____ The records

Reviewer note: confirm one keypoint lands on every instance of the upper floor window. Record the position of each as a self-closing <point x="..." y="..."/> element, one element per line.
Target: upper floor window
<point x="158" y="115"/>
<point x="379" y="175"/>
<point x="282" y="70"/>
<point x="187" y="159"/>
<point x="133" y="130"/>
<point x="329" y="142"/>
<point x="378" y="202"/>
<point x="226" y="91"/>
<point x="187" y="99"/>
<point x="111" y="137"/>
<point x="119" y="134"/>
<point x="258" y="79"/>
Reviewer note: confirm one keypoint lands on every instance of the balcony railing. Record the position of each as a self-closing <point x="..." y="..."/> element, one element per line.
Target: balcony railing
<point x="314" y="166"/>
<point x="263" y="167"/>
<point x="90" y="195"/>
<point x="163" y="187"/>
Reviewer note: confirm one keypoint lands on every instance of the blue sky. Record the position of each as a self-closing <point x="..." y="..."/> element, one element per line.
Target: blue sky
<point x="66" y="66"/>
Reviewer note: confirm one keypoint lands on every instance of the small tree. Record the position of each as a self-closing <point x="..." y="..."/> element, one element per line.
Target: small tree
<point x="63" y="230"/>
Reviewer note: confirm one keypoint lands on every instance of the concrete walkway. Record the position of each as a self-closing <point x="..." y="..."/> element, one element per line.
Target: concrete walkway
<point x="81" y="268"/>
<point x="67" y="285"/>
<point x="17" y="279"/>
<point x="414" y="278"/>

________

**Exercise:**
Copy every one of the rows above, keeping each line identical to the original.

**Exercise response:**
Reviewer note: confirm one keypoint lands on every instance of the upper floor window. Record the position of each as a self-closing <point x="..." y="..."/> element, one element per line.
Target: upper floor window
<point x="158" y="115"/>
<point x="379" y="175"/>
<point x="282" y="70"/>
<point x="187" y="159"/>
<point x="133" y="130"/>
<point x="329" y="142"/>
<point x="378" y="202"/>
<point x="226" y="91"/>
<point x="187" y="99"/>
<point x="111" y="137"/>
<point x="119" y="134"/>
<point x="258" y="79"/>
Reviewer note: confirm one keypoint lands on every instance of the balcony railing. Record the position of each as a self-closing <point x="..." y="..."/> element, one element per line.
Target: balcony railing
<point x="314" y="166"/>
<point x="263" y="167"/>
<point x="90" y="195"/>
<point x="163" y="187"/>
Reviewer note: confirm one keypoint lands on every instance of the blue sky. Record the position of each as a self-closing <point x="..." y="..."/> element, one element per line.
Target: blue sky
<point x="66" y="66"/>
Reviewer note: confirm one keypoint lands on every instance of the small tree. Record the position of each as a self-closing <point x="..." y="..."/> element, one element per line.
Target: small tree
<point x="63" y="230"/>
Reviewer note: confirm one keypoint lands on every instance of the concrete walkway. Record the position of each as a self-closing <point x="..." y="..."/> element, one element per line.
Target: concrete walkway
<point x="81" y="268"/>
<point x="67" y="285"/>
<point x="17" y="279"/>
<point x="414" y="278"/>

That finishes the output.